**Esercizio 1**
Secondo il testo su de Benoist, chi viene identificato come il vero nemico negli anni ’80 e ’90?

**Testo da leggere**
Col passare dei decenni il suo pensiero si articola sempre di più: negli anni ’80 e ‘90, perdendo fette consistenti di intellettuali che transiteranno poi nel Front o in altre realtà “di destra”, de Benoist, con un percorso che tende a non rinnegare i passi fatti in precedenza ma a integrandoli, identifica nell’America e nella sua Way of life mondialista, e non nell’Urss, il vero nemico, supera l’etichetta secondo lui obsoleta di destra e sinistra (e sembra che l’agire dell’odierna politica liberaldemocratica stia dando ragione a lui e ad altri che la pensano come lui) aprendo un dialogo con personalità eretiche provenienti dal mondo progressista – Alain Caillé, Serge Latouche e gli antiutilitaristi del Mauss, la redazione americana di Telos, rivista della “sinistra critica” di Paul Piccone, gli ecologisti radicali, alcuni intellettuali noglobal e ultimo su tutti, il filosofo marxiano Costanzo Preve – e da intellettuali provenienti da destra (il cattolico antimoderno Thomas Molnar ad esempio… e non dimentichiamo che in quel periodo de Benoist collabora con le Édition Pardés, evoliane, traducendo i testi della Konservative Revolution e facilitando la diffusione delle opere di Evola nell’Esagono, così come oggi egli dialoga con intellettuali e personalità politicamente vicine alla destra identitarista) per animare una “nuova sintesi” trasversale e postmoderna capace di creare un nuovo pensiero per superare l’impasse che l’Europa liberale sta affrontando, capace di riprendere elementi del pensiero “di destra” – l’identitarismo, l’interesse per le tradizioni di tutte le comunità d’Europa – con quelli di “sinistra”, come l’ecologismo integrale, la decrescita, la socialità, il comunitarismo e la critica all’idolatria della modernità assoluta. Insomma, un pensiero che senz’altro attrae e affascina, ma che in certi suoi passi rimane saldamente ancorato alle prime analisi fatte dal Grece nei primi anni ’70, quando l’ambiente stava esplicitamente a destra. Insomma, un’evoluzione nella continuità.

**Materiale di lavoro**
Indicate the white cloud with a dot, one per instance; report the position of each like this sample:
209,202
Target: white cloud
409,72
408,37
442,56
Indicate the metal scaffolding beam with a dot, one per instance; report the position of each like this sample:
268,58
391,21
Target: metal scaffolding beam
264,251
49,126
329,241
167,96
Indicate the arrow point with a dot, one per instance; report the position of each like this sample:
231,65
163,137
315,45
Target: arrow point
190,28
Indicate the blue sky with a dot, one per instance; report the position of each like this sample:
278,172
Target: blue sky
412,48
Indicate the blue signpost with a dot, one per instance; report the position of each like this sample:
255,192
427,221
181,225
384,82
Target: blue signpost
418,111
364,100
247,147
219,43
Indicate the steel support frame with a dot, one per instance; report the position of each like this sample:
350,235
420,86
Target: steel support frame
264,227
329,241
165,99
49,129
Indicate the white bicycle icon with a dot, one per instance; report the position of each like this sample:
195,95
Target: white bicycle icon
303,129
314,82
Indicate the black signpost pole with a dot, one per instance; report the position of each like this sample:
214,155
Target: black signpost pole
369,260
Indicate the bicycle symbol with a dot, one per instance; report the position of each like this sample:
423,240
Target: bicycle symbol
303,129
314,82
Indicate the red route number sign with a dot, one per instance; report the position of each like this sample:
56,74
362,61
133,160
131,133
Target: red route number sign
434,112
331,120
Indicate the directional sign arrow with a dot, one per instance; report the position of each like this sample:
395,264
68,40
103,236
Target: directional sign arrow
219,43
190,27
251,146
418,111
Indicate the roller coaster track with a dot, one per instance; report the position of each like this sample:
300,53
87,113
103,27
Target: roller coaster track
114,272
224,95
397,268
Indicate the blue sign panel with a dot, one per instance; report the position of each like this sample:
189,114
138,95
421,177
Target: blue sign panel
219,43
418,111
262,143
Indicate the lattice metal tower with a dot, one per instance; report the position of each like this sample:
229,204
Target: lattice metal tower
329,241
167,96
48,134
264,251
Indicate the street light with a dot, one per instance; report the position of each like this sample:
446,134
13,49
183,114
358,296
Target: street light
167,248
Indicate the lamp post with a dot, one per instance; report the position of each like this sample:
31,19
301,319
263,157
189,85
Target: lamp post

...

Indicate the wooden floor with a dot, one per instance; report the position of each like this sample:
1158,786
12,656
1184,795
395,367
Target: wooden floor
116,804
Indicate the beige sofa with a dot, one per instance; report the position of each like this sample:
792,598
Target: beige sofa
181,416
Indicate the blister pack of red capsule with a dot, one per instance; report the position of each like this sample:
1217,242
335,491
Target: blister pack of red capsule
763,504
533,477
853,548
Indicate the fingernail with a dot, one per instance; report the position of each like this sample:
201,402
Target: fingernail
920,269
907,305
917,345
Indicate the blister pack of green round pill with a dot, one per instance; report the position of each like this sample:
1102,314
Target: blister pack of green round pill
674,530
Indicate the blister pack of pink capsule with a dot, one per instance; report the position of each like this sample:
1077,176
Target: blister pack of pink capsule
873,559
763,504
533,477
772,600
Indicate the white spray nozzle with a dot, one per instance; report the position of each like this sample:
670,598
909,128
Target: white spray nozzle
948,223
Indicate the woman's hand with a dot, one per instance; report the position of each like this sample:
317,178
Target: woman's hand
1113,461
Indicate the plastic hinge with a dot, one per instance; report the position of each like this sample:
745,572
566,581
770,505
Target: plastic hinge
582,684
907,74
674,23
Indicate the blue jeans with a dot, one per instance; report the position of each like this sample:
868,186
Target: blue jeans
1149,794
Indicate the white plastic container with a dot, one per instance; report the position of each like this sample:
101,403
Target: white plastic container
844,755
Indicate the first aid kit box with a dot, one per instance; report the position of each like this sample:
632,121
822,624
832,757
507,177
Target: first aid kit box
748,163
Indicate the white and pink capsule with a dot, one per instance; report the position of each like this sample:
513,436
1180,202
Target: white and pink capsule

**Esercizio 2**
Trascrivi in forma di lista JSON di stringhe, una per riga e senza righe vuote, le voci che partono dalla riga con "Indicate the woman's" e proseguono fino alla riga con "Target: white and pink capsule", entrambe incluse.

**Risposta 1**
L’America e la sua Way of life mondialista, non l’Urss.

**Risposta 2**
[
  "Indicate the woman's hand with a dot, one per instance; report the position of each like this sample:",
  "317,178",
  "Target: woman's hand",
  "1113,461",
  "Indicate the plastic hinge with a dot, one per instance; report the position of each like this sample:",
  "745,572",
  "566,581",
  "770,505",
  "Target: plastic hinge",
  "582,684",
  "907,74",
  "674,23",
  "Indicate the blue jeans with a dot, one per instance; report the position of each like this sample:",
  "868,186",
  "Target: blue jeans",
  "1149,794",
  "Indicate the white plastic container with a dot, one per instance; report the position of each like this sample:",
  "101,403",
  "Target: white plastic container",
  "844,755",
  "Indicate the first aid kit box with a dot, one per instance; report the position of each like this sample:",
  "632,121",
  "822,624",
  "832,757",
  "507,177",
  "Target: first aid kit box",
  "748,163",
  "Indicate the white and pink capsule with a dot, one per instance; report the position of each like this sample:",
  "513,436",
  "1180,202",
  "Target: white and pink capsule"
]